▶ [DIRECTION] Type out the complete listing below word for word, without its pictures.

>>>

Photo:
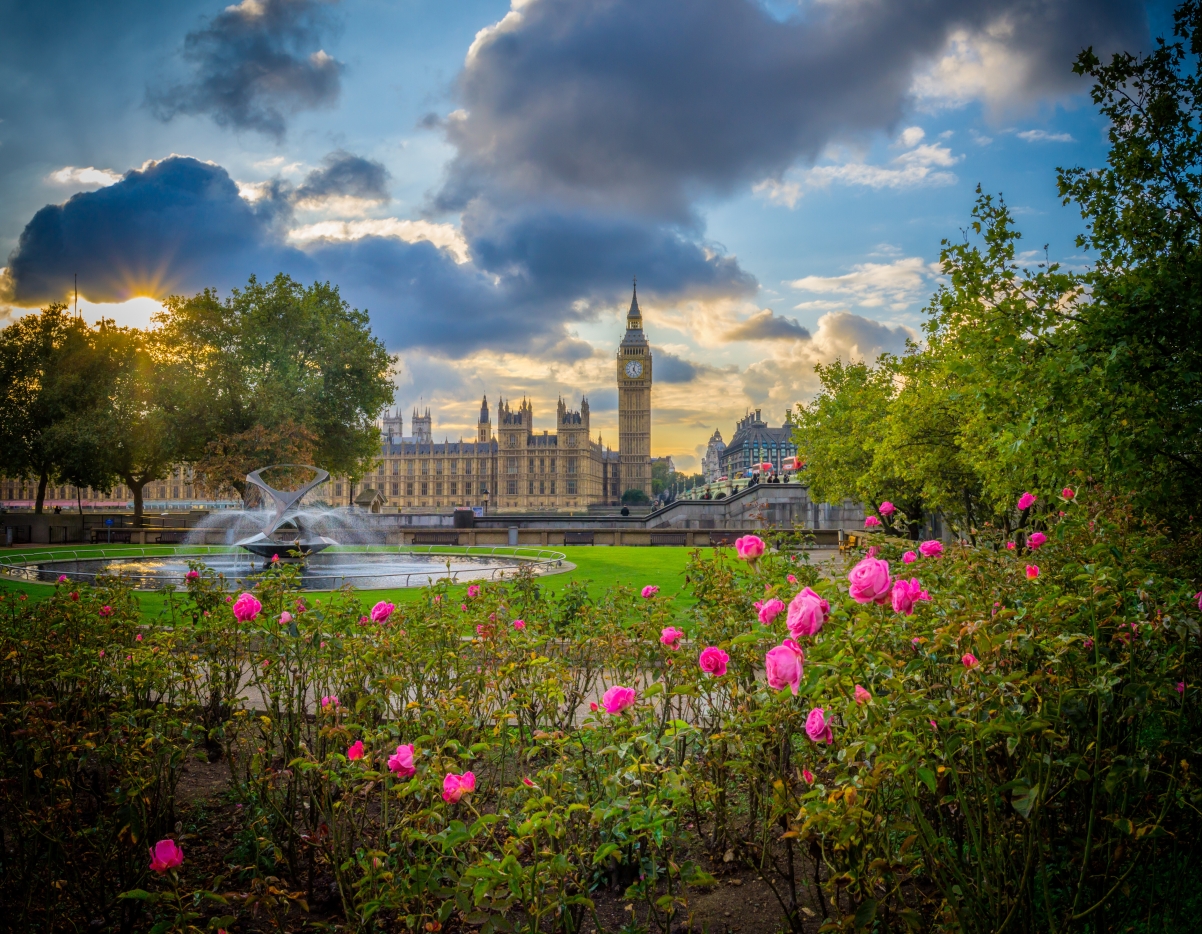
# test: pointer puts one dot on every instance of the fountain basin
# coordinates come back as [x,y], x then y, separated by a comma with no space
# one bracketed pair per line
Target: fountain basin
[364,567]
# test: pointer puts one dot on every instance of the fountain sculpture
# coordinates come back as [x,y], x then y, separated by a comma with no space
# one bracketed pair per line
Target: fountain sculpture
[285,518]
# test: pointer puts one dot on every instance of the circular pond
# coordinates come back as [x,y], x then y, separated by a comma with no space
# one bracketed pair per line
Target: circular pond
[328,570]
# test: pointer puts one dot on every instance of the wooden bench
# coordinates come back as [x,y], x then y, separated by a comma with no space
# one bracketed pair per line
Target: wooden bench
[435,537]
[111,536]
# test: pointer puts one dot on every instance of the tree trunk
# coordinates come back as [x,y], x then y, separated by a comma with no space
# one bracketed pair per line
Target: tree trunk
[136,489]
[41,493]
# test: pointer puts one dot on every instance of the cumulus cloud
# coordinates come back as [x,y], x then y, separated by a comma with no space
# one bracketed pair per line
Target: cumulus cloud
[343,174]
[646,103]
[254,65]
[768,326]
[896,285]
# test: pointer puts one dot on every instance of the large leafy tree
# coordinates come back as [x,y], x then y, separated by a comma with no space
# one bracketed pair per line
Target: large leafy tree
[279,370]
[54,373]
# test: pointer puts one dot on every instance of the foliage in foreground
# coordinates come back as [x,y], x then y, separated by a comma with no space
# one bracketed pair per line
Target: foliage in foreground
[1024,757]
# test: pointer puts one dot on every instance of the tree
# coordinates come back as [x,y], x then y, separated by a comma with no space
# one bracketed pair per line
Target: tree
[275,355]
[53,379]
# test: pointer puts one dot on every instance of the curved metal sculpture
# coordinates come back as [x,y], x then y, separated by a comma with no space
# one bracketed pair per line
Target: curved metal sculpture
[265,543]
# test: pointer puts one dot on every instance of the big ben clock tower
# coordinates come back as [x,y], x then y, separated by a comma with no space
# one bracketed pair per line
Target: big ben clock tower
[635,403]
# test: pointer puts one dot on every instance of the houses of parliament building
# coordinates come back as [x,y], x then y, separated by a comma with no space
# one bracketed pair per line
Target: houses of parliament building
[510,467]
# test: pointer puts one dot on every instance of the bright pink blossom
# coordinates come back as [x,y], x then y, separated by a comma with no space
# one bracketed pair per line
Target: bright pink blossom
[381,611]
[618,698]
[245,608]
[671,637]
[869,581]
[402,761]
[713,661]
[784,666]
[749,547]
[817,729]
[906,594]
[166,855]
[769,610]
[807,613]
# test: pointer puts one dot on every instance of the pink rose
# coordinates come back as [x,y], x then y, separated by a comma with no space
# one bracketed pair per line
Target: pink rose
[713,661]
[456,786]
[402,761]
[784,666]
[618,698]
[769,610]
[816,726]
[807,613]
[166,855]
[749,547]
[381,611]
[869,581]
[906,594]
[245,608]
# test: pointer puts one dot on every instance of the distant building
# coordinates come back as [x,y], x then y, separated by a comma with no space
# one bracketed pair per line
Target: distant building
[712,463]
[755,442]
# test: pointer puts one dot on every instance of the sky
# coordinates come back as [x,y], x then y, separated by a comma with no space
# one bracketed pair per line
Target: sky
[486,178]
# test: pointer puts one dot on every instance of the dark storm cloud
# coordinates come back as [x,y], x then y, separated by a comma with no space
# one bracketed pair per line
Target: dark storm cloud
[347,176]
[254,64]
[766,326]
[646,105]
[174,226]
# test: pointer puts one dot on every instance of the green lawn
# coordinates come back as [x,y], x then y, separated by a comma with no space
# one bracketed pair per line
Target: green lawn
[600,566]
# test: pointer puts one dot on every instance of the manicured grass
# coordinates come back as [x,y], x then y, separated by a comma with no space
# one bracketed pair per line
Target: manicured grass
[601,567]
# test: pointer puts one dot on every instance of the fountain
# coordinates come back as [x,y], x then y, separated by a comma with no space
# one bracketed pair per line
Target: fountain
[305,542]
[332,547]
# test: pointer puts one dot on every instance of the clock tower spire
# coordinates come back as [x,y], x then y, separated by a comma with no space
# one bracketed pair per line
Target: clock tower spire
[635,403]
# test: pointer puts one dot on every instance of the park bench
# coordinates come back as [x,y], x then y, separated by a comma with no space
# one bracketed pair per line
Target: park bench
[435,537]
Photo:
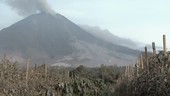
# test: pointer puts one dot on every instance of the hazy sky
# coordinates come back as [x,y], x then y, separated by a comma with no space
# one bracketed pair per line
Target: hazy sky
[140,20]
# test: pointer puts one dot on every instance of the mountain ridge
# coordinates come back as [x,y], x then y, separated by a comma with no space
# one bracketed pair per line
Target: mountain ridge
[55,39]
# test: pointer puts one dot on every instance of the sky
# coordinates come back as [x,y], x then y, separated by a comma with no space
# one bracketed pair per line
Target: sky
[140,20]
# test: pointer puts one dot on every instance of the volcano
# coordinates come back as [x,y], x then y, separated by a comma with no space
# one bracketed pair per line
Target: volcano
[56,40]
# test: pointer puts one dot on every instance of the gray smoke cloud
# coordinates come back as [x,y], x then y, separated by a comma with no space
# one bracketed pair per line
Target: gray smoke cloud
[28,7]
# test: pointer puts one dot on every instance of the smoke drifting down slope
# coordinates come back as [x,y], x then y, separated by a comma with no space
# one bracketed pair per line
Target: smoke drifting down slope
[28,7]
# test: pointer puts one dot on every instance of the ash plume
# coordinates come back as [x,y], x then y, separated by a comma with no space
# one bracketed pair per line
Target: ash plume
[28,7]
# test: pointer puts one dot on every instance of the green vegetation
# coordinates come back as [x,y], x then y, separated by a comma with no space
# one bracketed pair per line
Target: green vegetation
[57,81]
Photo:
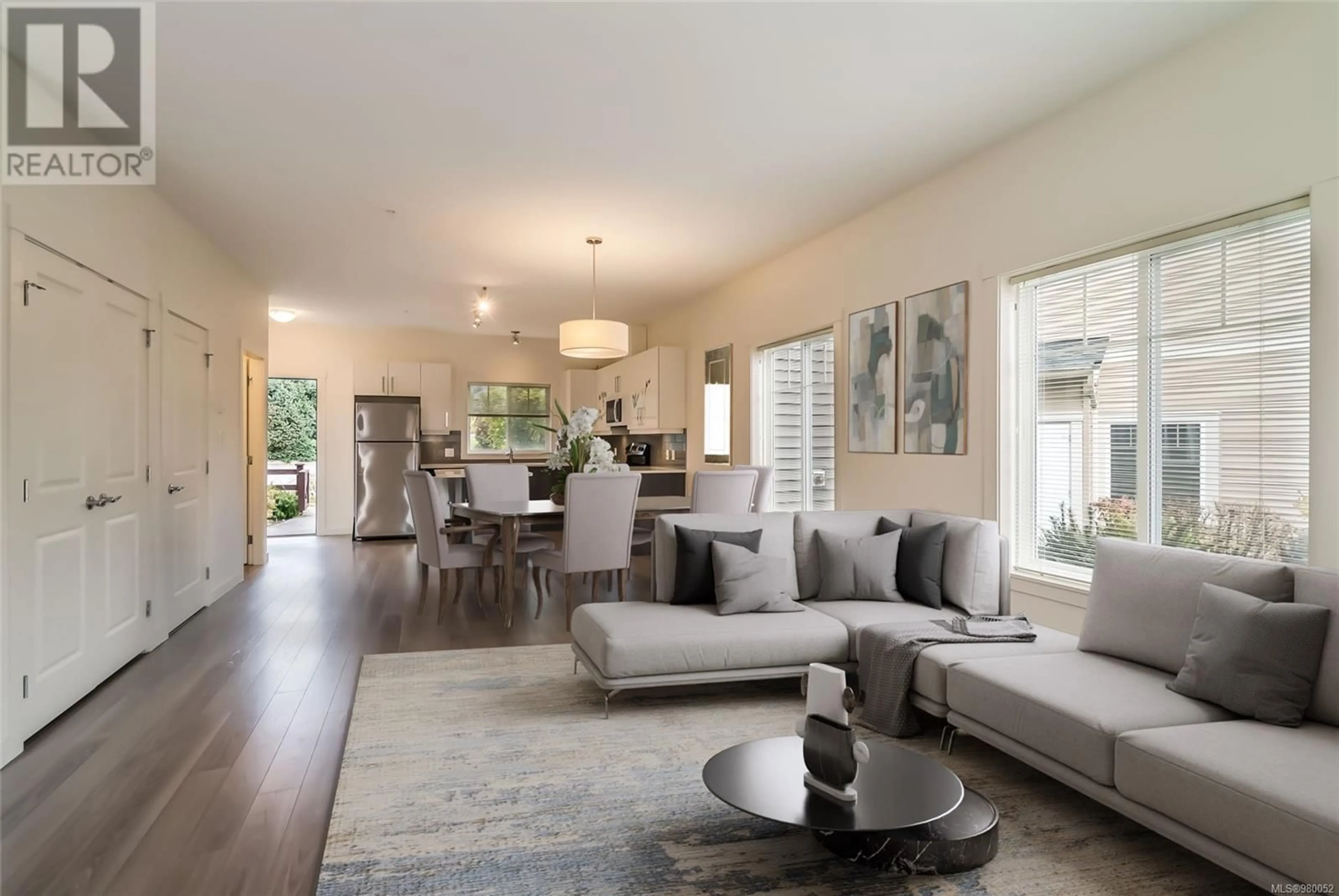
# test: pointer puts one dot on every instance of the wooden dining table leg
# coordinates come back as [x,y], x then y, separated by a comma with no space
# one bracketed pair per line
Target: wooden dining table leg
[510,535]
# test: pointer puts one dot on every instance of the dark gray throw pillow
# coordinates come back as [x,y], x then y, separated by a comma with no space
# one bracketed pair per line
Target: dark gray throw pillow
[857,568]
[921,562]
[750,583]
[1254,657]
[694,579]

<<<

▶ [IN RESPONSE]
Photo:
# test: pointer puts one dot on every instance of the fountain basin
# coordinates come back as [x,y], x then y, separated by a comma with no space
# one bracketed pair per line
Target: fountain basin
[364,567]
# test: pointer puts one dot on every instance of the fountain sculpture
# coordinates come back as [x,y], x then y, separated by a comma with no space
# one bracketed pair per line
Target: fountain sculpture
[285,518]
# test: pointer puts one dot on every instance of the circular pond
# coordinates come back as [x,y], x then y, separated by a comma with no space
# one bracketed pair per line
Target: circular pond
[328,570]
# test: pointer puts one dot on every instance of the wooden bench
# coordinates come back as [x,y], x then y, separated by a comma with no space
# one bracketed pair per line
Target: wooden bench
[435,537]
[111,536]
# test: pointer puts one dot on every instance of the tree trunk
# coordinates come back as [x,y], x then y, separated by a comma with no space
# one bracketed pair per line
Target: tree trunk
[136,489]
[41,493]
# test: pointer puts one dot on every instance of the cumulus cloud
# coordinates come back as [x,y], x then y, separated by a comma with no space
# one bracketed pair per line
Target: cumulus cloud
[343,174]
[646,103]
[254,65]
[768,326]
[896,285]
# test: pointer puts one dot on every instance of the large leafy tree
# coordinates come back as [x,y], x then y, separated by a comma with no space
# one bracketed pair per line
Target: large leafy tree
[279,370]
[54,373]
# test: pointer puts one dot on every instance of the foliage in foreground
# coordinates come back as [x,y], x then y, separated by a comma with no space
# one bracketed pair per line
Target: foliage in foreground
[1024,757]
# test: pointer puts one dot on every instance of the tree
# coordinates come back as [x,y], x then y, separated by a comma with no space
# one bracketed pair per line
Target: tree
[275,355]
[53,379]
# test: pointer puts one dot on every instance of the curved metal sculpture
# coordinates come back as [x,y], x then y, separated by a comma with no space
# one bracketed pair per line
Target: curved metal sculpture
[265,543]
# test: pointer puts one dot on every instance of the big ben clock tower
# coordinates come back as [x,y], x then y, separated by a comma with no space
# one bracketed pair per line
Target: big ben clock tower
[635,403]
# test: pointer puts one dot on every instance of the houses of parliament building
# coordinates come back as [x,y], x then y, separated by a comma with no space
# one bracketed pair per line
Target: houses of parliament building
[510,467]
# test: pointer puts one dot on every instance of the bright pink blossom
# coordinates come back as [x,y], x then y, separated by a comma with no space
# one bracketed pair per line
Target: bright pink blossom
[381,611]
[618,698]
[245,608]
[671,637]
[869,581]
[402,761]
[713,661]
[784,666]
[749,547]
[817,729]
[906,594]
[166,855]
[769,610]
[807,613]
# test: pointer puts one dot on every instance of the pink rose
# coordinates come back as [x,y], x then y, separated by a comma with no space
# one bracketed pair per line
Target: pink rose
[713,661]
[456,786]
[402,761]
[784,666]
[618,698]
[769,610]
[816,726]
[807,613]
[166,855]
[749,547]
[381,611]
[869,581]
[906,594]
[245,608]
# test: pointer puts one dot on every instance of the distant building
# coordinates come back as [x,y], x then y, separated by a comma with no space
# one bracketed pair per line
Target: distant building
[712,463]
[755,442]
# test: pointer puts one dot on every instance of the sky
# coordinates come back as [x,y], x then y, separated by a comma with no space
# one bracketed pair per line
Target: sky
[486,178]
# test: pointer puts one dot on every instance of the dark storm cloud
# coordinates come back as [x,y], x then y, separated by a comma with no space
# one bracketed pair per line
Target: dark storm cloud
[347,176]
[254,64]
[766,326]
[646,105]
[174,226]
# test: pointer puts one dot on every instance of the green lawn
# coordinates come back as [x,y], x then y, separated by a comma with no space
# one bracketed pair per line
Target: green lawn
[600,566]
# test: pointer puts one dot on every instance of the manicured grass
# coordinates come back as [x,y], x then y, separated by a comma with no space
# one bracketed pair per line
Target: manicured grass
[601,567]
# test: pointer puts one dot on every instance of the fountain
# coordinates come back as [x,y], x then y, separated by a comma with no space
# one bracketed pair per line
Target: fountain
[305,542]
[332,547]
# test: pointer puts one dot on every instance of the clock tower spire
# coordinates come back as [x,y], x then y, separated by a comma with no space
# one bracketed pair per line
Target: clock tower spire
[635,403]
# test: pointer puts one dot on every instance of the park bench
# coordinates come back as [x,y], x then y, separated by a comma with no space
# one bracketed pair per line
Target: park bench
[435,537]
Photo:
# test: pointer puts one dot on every instance of the hazy sky
# coordinates come back as [x,y], x then y, separated by a comma with no space
# one bracketed pair per line
Target: hazy sky
[140,20]
# test: pointer puts one dot on every instance of the mountain ridge
# coordinates come back as [x,y], x then y, separated by a comma with no space
# one bracketed pair per line
Target: mountain ridge
[55,39]
# test: pointer puts one dot on every instance of the sky
# coordinates come back as [x,y], x then y, separated by a comma with no space
# one bracketed pair per line
Target: sky
[140,20]
# test: pointer puts one dot on every instance of the volcano
# coordinates come back as [x,y], x then y, separated by a comma with no space
# one bracketed pair per line
Target: volcano
[56,40]
# test: pointer puts one dot on every instance of the gray smoke cloud
# coordinates come back as [x,y], x then y, separated by a comma with no space
# one bracketed pair per line
Target: gray smoke cloud
[28,7]
# test: pointer puts one dot on every instance of the smoke drifting down slope
# coordinates come back as [x,y], x then y, separated by a comma with no space
# one bracketed pair per line
Target: smoke drifting down slope
[28,7]
# test: pointer puts one dot on every instance of the ash plume
# coordinates come back as [x,y], x then y, separated by a comma with no space
# one bracketed pair per line
Target: ash plume
[28,7]
# test: pointer puts one dot on every instance of the green vegetation
# coordinates come back as [x,y], x then y, separated by a comma with no space
# one bracketed pair per line
Target: green vegetation
[57,81]
Photo:
# test: pointer puts one dot on every instance of the wooden dining table leg
# coordinates come back as [x,y], x then y, separated by a comma with no space
# one bracketed pair per line
Target: wooden dining table leg
[510,535]
# test: pointer puts one dot on every instance of the dark gray throw pillow
# coordinates come back as [x,y], x then y, separated by a comma with no space
# one bracketed pair per line
Target: dark gray throw pillow
[857,568]
[921,562]
[750,583]
[1254,657]
[694,579]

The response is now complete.